(Free-text object descriptions)
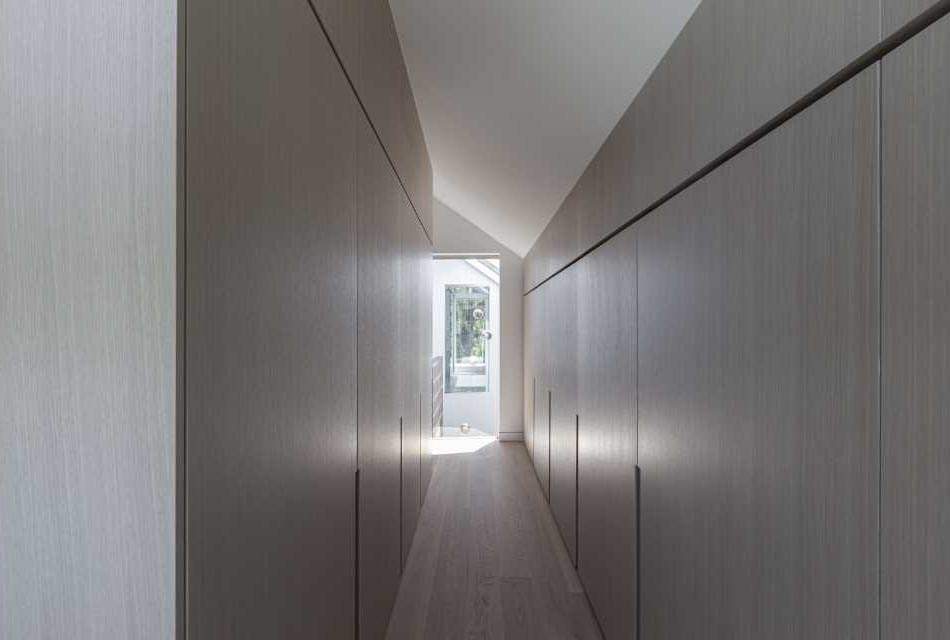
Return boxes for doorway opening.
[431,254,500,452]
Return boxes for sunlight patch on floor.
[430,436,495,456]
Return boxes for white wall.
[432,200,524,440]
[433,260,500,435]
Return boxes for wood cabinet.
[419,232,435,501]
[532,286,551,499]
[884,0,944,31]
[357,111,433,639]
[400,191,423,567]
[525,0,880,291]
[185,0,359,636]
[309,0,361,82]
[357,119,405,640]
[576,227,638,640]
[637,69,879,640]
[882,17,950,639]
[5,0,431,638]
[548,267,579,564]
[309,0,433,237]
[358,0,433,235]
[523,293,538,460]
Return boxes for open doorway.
==
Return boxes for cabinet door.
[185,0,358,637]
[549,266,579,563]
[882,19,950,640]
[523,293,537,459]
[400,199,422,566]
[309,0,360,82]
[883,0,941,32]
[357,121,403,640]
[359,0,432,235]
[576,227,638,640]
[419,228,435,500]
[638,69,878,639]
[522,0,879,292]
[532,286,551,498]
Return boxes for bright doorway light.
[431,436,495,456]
---
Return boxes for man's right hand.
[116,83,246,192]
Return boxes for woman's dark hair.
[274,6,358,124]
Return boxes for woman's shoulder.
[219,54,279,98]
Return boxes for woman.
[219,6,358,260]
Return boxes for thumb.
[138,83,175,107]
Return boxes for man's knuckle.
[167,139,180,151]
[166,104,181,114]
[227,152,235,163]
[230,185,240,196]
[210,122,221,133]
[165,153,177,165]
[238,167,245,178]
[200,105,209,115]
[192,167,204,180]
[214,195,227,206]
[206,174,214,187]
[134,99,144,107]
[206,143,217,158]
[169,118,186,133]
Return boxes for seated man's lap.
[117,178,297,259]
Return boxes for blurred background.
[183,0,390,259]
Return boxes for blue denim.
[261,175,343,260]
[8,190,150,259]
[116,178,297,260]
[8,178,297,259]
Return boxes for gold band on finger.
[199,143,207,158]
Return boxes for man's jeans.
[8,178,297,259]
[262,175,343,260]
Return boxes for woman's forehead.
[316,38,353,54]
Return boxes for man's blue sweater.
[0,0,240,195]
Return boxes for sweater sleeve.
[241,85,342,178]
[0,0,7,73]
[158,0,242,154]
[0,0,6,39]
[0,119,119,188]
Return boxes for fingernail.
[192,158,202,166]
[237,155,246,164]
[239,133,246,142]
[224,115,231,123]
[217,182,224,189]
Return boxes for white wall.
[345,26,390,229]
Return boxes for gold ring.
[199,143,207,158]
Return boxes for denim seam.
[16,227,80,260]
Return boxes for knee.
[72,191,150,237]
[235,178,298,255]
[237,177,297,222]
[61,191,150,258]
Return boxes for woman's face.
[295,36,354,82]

▶ Action item
The required output is the stretch of entries above from the line containing "Return boxes for sunlight patch on floor." through the line containing "Return boxes for open doorway.", reproduced exactly.

▶ Reply
Return boxes for sunlight patch on floor.
[430,436,495,456]
Return boxes for white wall.
[432,200,524,440]
[433,260,500,435]
Return boxes for wood cabinet.
[419,232,435,501]
[532,286,551,499]
[884,0,944,31]
[357,111,433,639]
[400,191,423,567]
[525,0,880,291]
[185,0,359,636]
[309,0,361,82]
[357,119,405,640]
[576,227,638,640]
[637,69,879,640]
[882,17,950,639]
[5,0,431,638]
[548,267,579,564]
[309,0,433,237]
[358,0,433,235]
[523,293,538,460]
Return boxes for open doorway.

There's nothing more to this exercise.